Arbeitsanweisung
Setzen Sie den Text über die Regelung von Granulationsprozessen im Anschluss an seinen letzten Satz fort.

Dokument
════════════════

Als Anlagenbauer für Granulationsanlagen befasst sich der Engineering-Spezialist Glatt Ingenieurtechnik mit innovativen Regelungs- und Steuerungssystemen. Ausgangsbasis für die Produkt- und Prozessentwicklungen sind dabei stets experimentelle Untersuchungen. Der Ansatz zielt darauf ab, möglichst viele Informationen zu gewinnen, Granulationsprozesse detailliert zu analysieren und daraus Regelungsstrategien abzuleiten. Diese ermöglichen später beim Kunden einen automatisierten Anlagenbetrieb sowie eine sichere Bedienung.
Das Fundament dafür bildet ein ausgeprägtes Prozessverständnis. Aus diesem Grund beteiligt sich der Wirbelschichtpionier Glatt immer wieder an übergreifenden Forschungs- und Entwicklungsprojekten, wie beispielsweise am Verbundprojekt Asteroid-WS, das die Evaluation der kontinuierlichen Überwachung und automatischen Steuerung von Granulationsprozessen zum Ziel hat.
Regelungskonzepte entwickeln
Zu diesem Zweck finden unter anderem Versuchsreihen im Glatt-Technologiezentrum statt, in denen Methoden der statistischen Versuchsplanung (DoE Design Of Experiments) genutzt und mithilfe von Inline-Messsystemen analysiert werden. Abgeleitete Prozessmodelle schließen den kompletten Arbeitsbereich der Anwendung ein und ermöglichen umfangreiche Optimierungsstudien sowie komplexe Einfluss- oder Sensitivitätsanalysen.
Hierzu werden üblicherweise mehrere Produkteigenschaften mit Prozess-, Rohstoff- und Rezepturparametern verknüpft. Für die Ableitung der Modelle eignen sich, je nach Anforderung, unterschiedliche Methoden: vom Black-Box-Ansatz – etwa auf Basis künstlicher neuronaler Netze – über Regressionsmodelle bis hin zum komplexen, physikalisch begründeten thermodynamischen Modell. Die Gewinnung eines Regelungskonzepts folgt dabei einem bewährten Schema.

════════════════

Extrahierte Daten
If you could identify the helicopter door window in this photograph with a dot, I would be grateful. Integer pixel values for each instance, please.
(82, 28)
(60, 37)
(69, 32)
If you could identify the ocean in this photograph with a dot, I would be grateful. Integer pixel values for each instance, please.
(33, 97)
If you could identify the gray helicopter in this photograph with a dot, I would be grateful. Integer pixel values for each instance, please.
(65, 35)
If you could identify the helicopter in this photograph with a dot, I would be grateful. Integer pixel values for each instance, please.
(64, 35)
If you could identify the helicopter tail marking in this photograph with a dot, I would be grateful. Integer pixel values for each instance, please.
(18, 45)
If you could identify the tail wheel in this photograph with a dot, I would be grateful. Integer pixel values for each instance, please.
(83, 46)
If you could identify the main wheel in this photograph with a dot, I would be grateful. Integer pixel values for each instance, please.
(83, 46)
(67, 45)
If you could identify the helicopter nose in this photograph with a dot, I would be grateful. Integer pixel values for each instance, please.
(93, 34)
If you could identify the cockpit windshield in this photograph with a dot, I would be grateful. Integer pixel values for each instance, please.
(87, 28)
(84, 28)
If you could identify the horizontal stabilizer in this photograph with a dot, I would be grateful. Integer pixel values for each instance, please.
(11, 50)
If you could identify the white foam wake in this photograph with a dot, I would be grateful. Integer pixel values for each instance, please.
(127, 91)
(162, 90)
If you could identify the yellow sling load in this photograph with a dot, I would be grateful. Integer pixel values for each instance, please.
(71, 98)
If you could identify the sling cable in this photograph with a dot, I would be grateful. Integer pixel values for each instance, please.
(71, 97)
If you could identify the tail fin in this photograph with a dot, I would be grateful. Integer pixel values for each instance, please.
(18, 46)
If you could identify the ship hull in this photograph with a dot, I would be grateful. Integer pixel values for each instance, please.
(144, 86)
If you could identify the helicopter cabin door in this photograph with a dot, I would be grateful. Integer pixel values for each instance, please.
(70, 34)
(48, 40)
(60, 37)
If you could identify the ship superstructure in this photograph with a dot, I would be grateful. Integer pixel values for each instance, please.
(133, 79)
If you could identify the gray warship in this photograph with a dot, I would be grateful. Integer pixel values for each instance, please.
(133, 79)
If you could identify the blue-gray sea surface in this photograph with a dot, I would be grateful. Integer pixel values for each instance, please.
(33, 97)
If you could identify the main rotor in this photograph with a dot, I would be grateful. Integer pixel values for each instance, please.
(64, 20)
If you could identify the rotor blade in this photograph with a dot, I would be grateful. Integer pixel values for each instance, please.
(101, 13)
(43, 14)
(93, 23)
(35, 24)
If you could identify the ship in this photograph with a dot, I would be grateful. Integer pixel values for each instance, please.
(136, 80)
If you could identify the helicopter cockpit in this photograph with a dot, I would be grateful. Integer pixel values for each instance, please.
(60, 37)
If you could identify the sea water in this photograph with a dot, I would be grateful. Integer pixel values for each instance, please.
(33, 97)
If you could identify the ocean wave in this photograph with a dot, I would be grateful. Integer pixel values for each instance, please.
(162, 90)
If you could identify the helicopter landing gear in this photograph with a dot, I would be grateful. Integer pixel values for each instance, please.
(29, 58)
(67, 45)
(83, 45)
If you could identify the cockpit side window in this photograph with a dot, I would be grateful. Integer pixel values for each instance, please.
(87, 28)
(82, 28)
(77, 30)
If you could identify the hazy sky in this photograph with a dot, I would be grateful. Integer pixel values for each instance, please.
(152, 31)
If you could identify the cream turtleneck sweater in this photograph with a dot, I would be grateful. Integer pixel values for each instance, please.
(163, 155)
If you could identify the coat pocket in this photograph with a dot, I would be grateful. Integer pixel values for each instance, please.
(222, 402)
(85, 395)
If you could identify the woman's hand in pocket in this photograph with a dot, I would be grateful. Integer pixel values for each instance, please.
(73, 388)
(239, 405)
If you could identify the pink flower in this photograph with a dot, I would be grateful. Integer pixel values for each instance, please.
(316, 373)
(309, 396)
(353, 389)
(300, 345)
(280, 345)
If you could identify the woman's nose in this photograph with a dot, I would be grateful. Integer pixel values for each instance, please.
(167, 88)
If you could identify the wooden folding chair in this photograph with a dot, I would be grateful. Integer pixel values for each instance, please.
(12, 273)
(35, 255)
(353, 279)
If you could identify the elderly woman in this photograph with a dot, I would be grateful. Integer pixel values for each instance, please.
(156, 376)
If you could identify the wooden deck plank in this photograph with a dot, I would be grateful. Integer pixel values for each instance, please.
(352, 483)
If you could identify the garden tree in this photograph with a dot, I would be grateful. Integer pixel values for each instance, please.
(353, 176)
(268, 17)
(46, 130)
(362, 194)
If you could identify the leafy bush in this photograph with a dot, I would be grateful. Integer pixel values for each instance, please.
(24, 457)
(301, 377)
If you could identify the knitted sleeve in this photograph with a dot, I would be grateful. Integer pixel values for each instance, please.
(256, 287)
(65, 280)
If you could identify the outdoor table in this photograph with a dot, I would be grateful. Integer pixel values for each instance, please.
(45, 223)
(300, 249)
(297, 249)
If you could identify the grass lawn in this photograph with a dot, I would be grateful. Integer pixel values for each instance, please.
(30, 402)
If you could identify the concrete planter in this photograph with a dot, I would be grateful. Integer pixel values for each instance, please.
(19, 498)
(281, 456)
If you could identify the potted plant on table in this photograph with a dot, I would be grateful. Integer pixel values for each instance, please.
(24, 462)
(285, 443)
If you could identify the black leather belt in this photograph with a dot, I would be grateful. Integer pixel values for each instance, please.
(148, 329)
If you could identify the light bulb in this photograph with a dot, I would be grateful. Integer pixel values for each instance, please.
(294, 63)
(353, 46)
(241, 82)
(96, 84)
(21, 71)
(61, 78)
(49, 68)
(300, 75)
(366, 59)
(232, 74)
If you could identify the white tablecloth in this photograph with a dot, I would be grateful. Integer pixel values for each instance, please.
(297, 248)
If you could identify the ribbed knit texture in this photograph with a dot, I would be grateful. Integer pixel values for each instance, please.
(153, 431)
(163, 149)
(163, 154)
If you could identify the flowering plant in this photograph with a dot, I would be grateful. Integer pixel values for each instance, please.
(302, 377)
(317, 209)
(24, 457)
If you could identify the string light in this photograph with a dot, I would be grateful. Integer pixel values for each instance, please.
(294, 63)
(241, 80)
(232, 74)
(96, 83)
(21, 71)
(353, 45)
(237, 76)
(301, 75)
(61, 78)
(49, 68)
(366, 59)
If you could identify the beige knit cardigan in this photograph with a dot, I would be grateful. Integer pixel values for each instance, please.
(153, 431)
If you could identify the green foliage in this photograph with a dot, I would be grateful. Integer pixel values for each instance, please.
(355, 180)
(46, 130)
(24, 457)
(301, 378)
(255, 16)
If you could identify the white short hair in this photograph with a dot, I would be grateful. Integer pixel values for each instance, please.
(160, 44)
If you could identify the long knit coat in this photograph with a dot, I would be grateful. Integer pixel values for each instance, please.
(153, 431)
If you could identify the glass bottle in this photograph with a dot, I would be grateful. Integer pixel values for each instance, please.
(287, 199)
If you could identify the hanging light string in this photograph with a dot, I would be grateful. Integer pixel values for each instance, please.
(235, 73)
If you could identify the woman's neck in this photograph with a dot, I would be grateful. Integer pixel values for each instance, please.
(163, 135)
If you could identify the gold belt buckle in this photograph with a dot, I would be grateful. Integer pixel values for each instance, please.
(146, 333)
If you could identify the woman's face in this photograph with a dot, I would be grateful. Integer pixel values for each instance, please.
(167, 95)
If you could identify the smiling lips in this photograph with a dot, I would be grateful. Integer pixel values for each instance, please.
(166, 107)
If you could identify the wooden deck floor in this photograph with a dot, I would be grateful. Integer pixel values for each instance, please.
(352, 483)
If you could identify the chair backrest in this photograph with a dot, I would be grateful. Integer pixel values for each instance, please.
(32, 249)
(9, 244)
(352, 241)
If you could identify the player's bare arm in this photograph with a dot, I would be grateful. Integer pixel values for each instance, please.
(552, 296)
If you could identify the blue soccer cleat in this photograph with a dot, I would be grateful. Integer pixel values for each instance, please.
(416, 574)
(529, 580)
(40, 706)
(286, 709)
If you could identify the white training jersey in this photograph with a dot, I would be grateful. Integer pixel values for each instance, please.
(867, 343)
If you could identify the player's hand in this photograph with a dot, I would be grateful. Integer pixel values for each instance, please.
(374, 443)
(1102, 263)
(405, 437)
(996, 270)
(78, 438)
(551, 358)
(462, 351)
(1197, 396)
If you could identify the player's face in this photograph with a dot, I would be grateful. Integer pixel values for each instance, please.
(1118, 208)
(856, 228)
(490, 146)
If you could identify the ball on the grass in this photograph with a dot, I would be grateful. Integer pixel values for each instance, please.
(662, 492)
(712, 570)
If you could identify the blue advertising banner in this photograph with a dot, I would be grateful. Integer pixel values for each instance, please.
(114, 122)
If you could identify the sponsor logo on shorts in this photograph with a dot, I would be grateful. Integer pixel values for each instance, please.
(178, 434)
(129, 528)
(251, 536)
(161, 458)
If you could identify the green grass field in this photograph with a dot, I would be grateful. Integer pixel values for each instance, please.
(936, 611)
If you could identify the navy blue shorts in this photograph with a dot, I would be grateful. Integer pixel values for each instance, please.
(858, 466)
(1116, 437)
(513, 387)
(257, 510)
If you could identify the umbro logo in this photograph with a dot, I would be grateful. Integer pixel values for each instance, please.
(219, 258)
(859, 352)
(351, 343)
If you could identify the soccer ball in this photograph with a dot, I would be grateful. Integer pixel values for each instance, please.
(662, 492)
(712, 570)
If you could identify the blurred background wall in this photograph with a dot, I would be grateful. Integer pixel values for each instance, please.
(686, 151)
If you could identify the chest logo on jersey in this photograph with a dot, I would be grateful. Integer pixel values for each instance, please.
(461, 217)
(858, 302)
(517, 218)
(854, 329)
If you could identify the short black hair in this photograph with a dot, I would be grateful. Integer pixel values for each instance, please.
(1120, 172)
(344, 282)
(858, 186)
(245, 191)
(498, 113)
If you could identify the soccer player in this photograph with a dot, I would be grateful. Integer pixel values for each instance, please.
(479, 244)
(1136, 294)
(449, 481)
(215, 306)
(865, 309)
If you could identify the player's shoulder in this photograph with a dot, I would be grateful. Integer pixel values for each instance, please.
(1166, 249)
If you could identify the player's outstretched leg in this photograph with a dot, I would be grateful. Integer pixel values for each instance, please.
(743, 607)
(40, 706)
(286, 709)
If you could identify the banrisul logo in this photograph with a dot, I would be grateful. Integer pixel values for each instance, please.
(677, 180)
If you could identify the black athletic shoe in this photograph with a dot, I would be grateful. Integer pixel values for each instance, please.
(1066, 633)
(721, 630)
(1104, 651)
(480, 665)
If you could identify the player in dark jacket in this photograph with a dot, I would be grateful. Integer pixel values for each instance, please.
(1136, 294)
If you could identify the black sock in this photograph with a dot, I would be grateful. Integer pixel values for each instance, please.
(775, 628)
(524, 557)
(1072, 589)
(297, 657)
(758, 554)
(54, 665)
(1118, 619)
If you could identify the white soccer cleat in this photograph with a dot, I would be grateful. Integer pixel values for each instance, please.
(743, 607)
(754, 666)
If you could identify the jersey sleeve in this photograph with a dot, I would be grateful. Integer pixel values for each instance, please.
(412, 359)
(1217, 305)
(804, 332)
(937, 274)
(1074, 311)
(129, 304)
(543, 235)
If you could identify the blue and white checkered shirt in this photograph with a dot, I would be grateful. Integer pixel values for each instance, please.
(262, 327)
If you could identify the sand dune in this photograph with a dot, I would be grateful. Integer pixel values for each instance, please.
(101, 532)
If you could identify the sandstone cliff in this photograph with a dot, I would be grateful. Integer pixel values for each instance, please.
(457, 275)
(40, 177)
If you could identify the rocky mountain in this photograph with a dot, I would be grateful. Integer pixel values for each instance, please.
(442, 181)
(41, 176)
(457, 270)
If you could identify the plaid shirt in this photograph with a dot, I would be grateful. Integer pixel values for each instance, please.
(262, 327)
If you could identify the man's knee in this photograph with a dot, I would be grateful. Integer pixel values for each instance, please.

════════════════

Musterlösung
Eine wesentliche Zielgröße bei Wirbelschicht-Granulationsprozessen ist die mittlere Partikelgröße. Die zeitliche Änderung der Partikelgröße wird als Partikelwachstum bezeichnet. Sie hängt unter anderem von den jeweils vorliegenden Granulationsbedingungen – beispielsweise Zuluft- und Produkttemperatur, Volumenstrom der Fluidisierung, Sprühluftdruck, Sprührate – ab.
Auch die Produktzusammensetzung aus dem Rohpulver, den Primärpartikelgrößen und der erforderlichen Bindermenge ist maßgeblich und kann innerhalb des Arbeitsbereiches eines Granulationsprozesses sehr unterschiedlich sein. Zudem hat auch die technische Ausführung des Wirbelschichtgranulators, insbesondere die Düsenposition, der Anströmboden und die Prozessraumgeometrie einen Einfluss auf die Prozessführung und die erreichbare Produktqualität.
Basierend auf experimentellen Daten können fallspezifisch Regelungsstrategien abgeleitet werden. In das Prozessmodell fließen die wesentlichen Einflussgrößen (Stellgrößen) ein. Das grundlegende Prinzip zeigt die Ergebnisse einer Fallstudie eines Batch-Agglomerationsprozesses. In diesem Fall wird das Prozessmodell für die Partikelgröße mithilfe eines künstlichen neuronalen Netzes gebildet. Im Rahmen der Studie wurden dabei die Stellgrößen Volumenstrom und Sprühdruck identifiziert, um die gewünschte Partikelgröße durch Einsprühen einer in der Produktrezeptur konkret festgelegten Binderflüssigkeitsmasse einzustellen.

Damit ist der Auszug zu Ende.